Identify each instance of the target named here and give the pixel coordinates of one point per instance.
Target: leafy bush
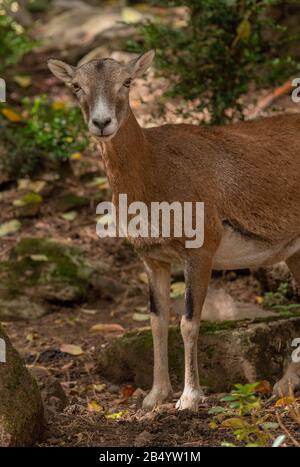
(14, 41)
(222, 47)
(45, 131)
(243, 415)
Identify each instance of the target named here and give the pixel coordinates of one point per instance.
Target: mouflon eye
(127, 83)
(76, 87)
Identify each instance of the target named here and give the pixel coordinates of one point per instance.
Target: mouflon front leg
(197, 277)
(159, 290)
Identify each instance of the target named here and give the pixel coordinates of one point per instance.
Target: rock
(229, 352)
(53, 395)
(271, 277)
(143, 439)
(40, 272)
(20, 308)
(220, 306)
(78, 25)
(69, 201)
(21, 408)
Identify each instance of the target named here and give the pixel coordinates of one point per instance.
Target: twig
(286, 431)
(267, 100)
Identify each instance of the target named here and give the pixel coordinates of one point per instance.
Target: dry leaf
(127, 391)
(140, 316)
(264, 387)
(11, 115)
(71, 349)
(93, 406)
(177, 289)
(143, 278)
(9, 227)
(107, 328)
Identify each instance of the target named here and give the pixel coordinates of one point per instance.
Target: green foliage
(222, 47)
(278, 298)
(48, 132)
(14, 42)
(242, 414)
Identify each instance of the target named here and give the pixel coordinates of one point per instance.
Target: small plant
(14, 41)
(44, 131)
(218, 51)
(278, 298)
(242, 414)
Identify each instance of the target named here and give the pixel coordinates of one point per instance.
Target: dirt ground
(97, 412)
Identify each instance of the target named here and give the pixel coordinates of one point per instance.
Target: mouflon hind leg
(197, 277)
(159, 290)
(291, 378)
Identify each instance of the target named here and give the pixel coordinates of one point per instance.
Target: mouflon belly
(238, 251)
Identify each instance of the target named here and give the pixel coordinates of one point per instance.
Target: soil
(99, 413)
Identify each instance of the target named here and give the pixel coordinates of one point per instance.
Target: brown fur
(247, 174)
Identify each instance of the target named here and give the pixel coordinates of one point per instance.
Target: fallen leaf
(9, 227)
(127, 391)
(143, 278)
(88, 312)
(58, 105)
(93, 406)
(140, 316)
(38, 257)
(24, 81)
(278, 441)
(116, 415)
(283, 401)
(101, 182)
(259, 300)
(99, 387)
(264, 387)
(76, 156)
(29, 198)
(107, 328)
(69, 216)
(130, 15)
(26, 184)
(71, 349)
(234, 422)
(177, 289)
(11, 115)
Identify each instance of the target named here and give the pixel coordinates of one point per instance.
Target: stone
(229, 352)
(53, 396)
(220, 306)
(40, 272)
(21, 408)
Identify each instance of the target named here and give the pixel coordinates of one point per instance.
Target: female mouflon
(247, 175)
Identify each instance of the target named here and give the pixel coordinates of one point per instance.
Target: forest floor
(99, 412)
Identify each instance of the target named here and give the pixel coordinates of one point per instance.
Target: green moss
(42, 262)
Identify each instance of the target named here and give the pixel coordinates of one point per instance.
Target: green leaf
(69, 216)
(278, 441)
(9, 228)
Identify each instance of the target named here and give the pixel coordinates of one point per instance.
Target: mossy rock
(21, 408)
(228, 353)
(43, 271)
(70, 201)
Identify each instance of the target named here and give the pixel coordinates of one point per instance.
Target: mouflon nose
(101, 124)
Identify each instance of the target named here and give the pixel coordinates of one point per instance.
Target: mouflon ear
(139, 65)
(61, 70)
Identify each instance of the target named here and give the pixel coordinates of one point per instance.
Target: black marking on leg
(189, 305)
(154, 308)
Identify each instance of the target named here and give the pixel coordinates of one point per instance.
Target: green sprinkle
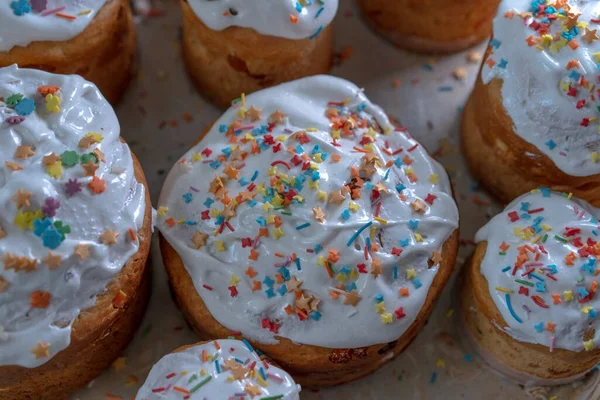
(198, 386)
(521, 281)
(69, 158)
(560, 239)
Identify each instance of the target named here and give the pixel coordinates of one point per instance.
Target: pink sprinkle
(54, 11)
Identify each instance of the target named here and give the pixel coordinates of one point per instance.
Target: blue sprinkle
(551, 145)
(345, 215)
(306, 225)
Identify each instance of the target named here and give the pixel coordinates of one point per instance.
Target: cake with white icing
(533, 279)
(224, 369)
(91, 38)
(532, 118)
(73, 215)
(232, 47)
(301, 214)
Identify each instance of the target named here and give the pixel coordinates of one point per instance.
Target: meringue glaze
(298, 258)
(540, 265)
(46, 280)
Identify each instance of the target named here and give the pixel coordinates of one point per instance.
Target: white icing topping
(239, 373)
(269, 17)
(38, 25)
(561, 282)
(541, 91)
(71, 284)
(322, 320)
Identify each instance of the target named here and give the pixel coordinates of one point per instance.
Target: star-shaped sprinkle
(199, 239)
(252, 390)
(231, 172)
(90, 168)
(337, 197)
(82, 251)
(319, 214)
(278, 117)
(21, 198)
(109, 237)
(52, 260)
(24, 152)
(590, 36)
(51, 159)
(41, 350)
(254, 114)
(352, 298)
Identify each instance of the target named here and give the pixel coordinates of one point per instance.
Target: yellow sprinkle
(196, 157)
(234, 280)
(387, 318)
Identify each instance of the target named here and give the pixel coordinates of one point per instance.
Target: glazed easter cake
(529, 296)
(532, 118)
(92, 38)
(234, 46)
(226, 369)
(306, 222)
(74, 235)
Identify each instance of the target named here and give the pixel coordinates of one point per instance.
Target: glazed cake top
(547, 54)
(304, 214)
(221, 369)
(70, 208)
(289, 19)
(540, 265)
(25, 21)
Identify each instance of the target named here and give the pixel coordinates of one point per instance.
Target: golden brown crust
(483, 321)
(502, 161)
(311, 366)
(225, 64)
(431, 26)
(99, 334)
(103, 53)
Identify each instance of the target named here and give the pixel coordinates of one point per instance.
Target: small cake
(306, 222)
(431, 26)
(529, 291)
(232, 47)
(93, 38)
(532, 118)
(223, 369)
(75, 227)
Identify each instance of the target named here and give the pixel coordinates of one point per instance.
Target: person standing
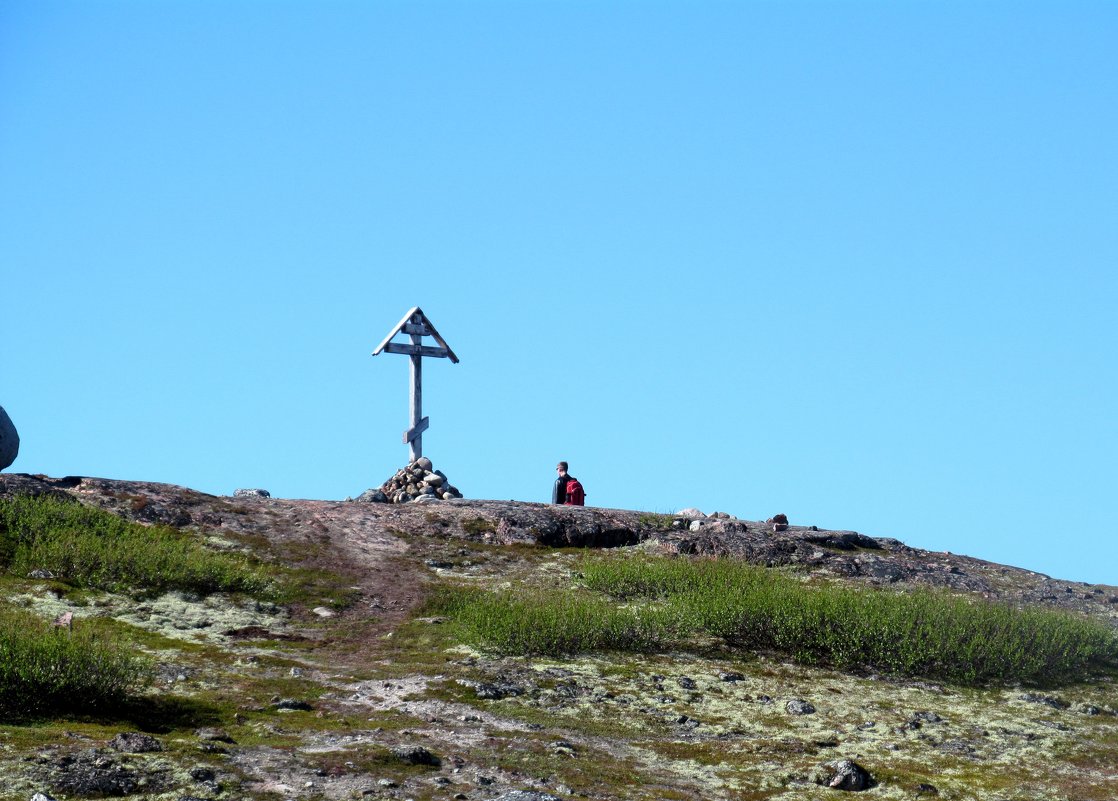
(559, 491)
(567, 488)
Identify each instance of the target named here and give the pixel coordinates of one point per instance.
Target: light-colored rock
(9, 441)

----

=== What you should do ===
What you return should match the material word for word, apart from the pictures.

=== Your response ===
Identify each instance of the target named here and give the pixel coordinates of one point per instance.
Target: leafy bush
(14, 41)
(222, 47)
(45, 131)
(243, 415)
Identify each instance of the target named here and give the pixel coordinates of one point per instance.
Target: mouflon eye
(127, 83)
(76, 87)
Identify each instance of the target named here and give the pixel coordinates of one point per instance.
Target: mouflon front leg
(197, 277)
(159, 290)
Identify each instance of the target named here and give the pixel coordinates of one point per instance.
Target: rock
(229, 352)
(53, 395)
(271, 277)
(143, 439)
(40, 272)
(20, 308)
(220, 306)
(78, 25)
(69, 201)
(21, 408)
Identify each instance of the target named here and give the pixel coordinates of one point per instance.
Target: twig
(286, 431)
(267, 100)
Identify each instance of the target named here and give the pixel coordinates of one point per instance.
Target: dry leaf
(127, 391)
(140, 316)
(264, 387)
(11, 115)
(71, 349)
(93, 406)
(177, 289)
(143, 278)
(9, 227)
(107, 328)
Identify each instance of the target named here and give the pixel coordinates of one point per instance.
Target: green foliage
(222, 47)
(278, 298)
(48, 132)
(14, 42)
(242, 414)
Identify each instance of the target named here and give the pixel coordinates of one point per instance.
Target: small plant
(14, 41)
(44, 131)
(218, 51)
(278, 298)
(242, 414)
Identify each instance of the target named here and give the pixel coordinates of one point per instance.
Target: dirt ground
(97, 412)
Identify each instance of the target named here and give the pixel coordinates of one point per instance.
Target: mouflon hind leg
(197, 277)
(159, 290)
(291, 378)
Identify each instance of the target named here and give the pixel coordinates of one point per instance.
Target: mouflon belly
(238, 251)
Identify each instance of the target named here and give the pixel coordinates of one point per instance.
Target: soil
(99, 413)
Identify each instance of the target named here and give the pixel coordinates of one point per instance.
Target: brown fur
(247, 174)
Identify each instance of the target named here and give the pixel coordinates of one point per instance.
Target: fallen leaf
(9, 227)
(127, 391)
(143, 278)
(88, 312)
(58, 105)
(93, 406)
(140, 316)
(38, 257)
(24, 81)
(278, 441)
(116, 415)
(283, 401)
(101, 182)
(259, 300)
(99, 387)
(264, 387)
(76, 156)
(29, 198)
(107, 328)
(69, 216)
(130, 15)
(26, 184)
(71, 349)
(234, 422)
(177, 289)
(11, 115)
Identify each instance of the target named here and give the pixel coordinates of one point per instance.
Target: stone
(229, 352)
(53, 396)
(220, 306)
(40, 272)
(21, 408)
Identify each instance of the target named here and give the pixel coordinates of one point per instance.
Target: female mouflon
(247, 175)
Identify each instance of the target named here and give the pixel coordinates of one point per instance.
Target: forest floor
(99, 412)
Identify each instance of the target named here and give the pixel coordinates of one point per instance.
Target: green moss
(42, 262)
Identify each instance of the target named here and give the pixel coordinates of one point per instance.
Target: green leaf
(69, 216)
(278, 441)
(9, 228)
Identify each instance of the target named here and give the pixel coordinates of one point per instance.
Target: mossy rock
(21, 408)
(228, 353)
(43, 271)
(70, 201)
Identify each instance of the target named here and give the pixel coordinates of one point per instance.
Target: mouflon nose
(101, 124)
Identify each instance of the target named here and give the pixel coordinates of one point per instance.
Target: mouflon ear
(139, 65)
(61, 70)
Identify each instance of the target named here and give the pixel coordinates of one point per instance.
Target: black marking on leg
(189, 305)
(154, 308)
Identify each instance of the target named here and give the pixel coordinates of one point per instance.
Target: green sprinkle
(198, 386)
(521, 281)
(69, 158)
(560, 239)
Identify each instance of the target named here and give the pixel coordinates of one point per instance.
Target: pink sprinkle
(54, 11)
Identify each instance of the target named here and give the pixel coordinates of one point per instance.
Target: blue sprinkle
(551, 145)
(345, 215)
(306, 225)
Identify each instance of the target named here and give the pixel coordinates of one point per instance.
Target: cake with white icing
(533, 279)
(224, 369)
(91, 38)
(532, 118)
(73, 215)
(232, 47)
(301, 214)
Identify each instance of the target named here and give the pixel coordinates of one point per instance.
Target: meringue glaze
(298, 258)
(540, 265)
(46, 280)
Identify each instance of the target named here and give the pixel coordinates of one point per instance.
Target: white icing topping
(239, 373)
(269, 17)
(38, 25)
(561, 282)
(541, 91)
(71, 284)
(322, 320)
Identify each instance of the target named here and give the pixel coordinates of one point per instance.
Target: star-shaped sprinkle
(199, 239)
(252, 390)
(231, 172)
(90, 168)
(337, 197)
(82, 251)
(319, 214)
(278, 117)
(21, 198)
(109, 237)
(52, 260)
(24, 152)
(590, 36)
(51, 159)
(41, 350)
(254, 114)
(352, 298)
Identify each instance of the target named here and give the pixel coordinates of one point per instance.
Target: yellow sprinkle
(196, 157)
(234, 280)
(387, 318)
Identify each instance of the target named here and give the pixel coordinates of one point per instance.
Target: glazed easter cake
(529, 296)
(532, 118)
(92, 38)
(234, 46)
(226, 369)
(306, 222)
(74, 235)
Identify each instance of the target named here and give the pixel coordinates of one point per instance.
Target: glazed cake top
(547, 54)
(304, 214)
(221, 369)
(70, 208)
(289, 19)
(540, 265)
(25, 21)
Identify each instance of the target named here and give the pixel coordinates of one point per instance.
Target: golden brown crust
(483, 321)
(502, 161)
(311, 366)
(225, 64)
(431, 26)
(99, 334)
(103, 53)
Identify each instance of the target named here and give the pixel coordinates of one point per instance.
Target: small cake
(306, 222)
(431, 26)
(529, 291)
(232, 47)
(93, 38)
(532, 118)
(223, 369)
(75, 227)
Identify each instance of the target named here and give the pixel coordinates of one point per instance.
Target: person standing
(559, 491)
(567, 488)
Identify each instance of the target named here and give the pixel coordinates of one point per instance.
Target: light-colored rock
(9, 441)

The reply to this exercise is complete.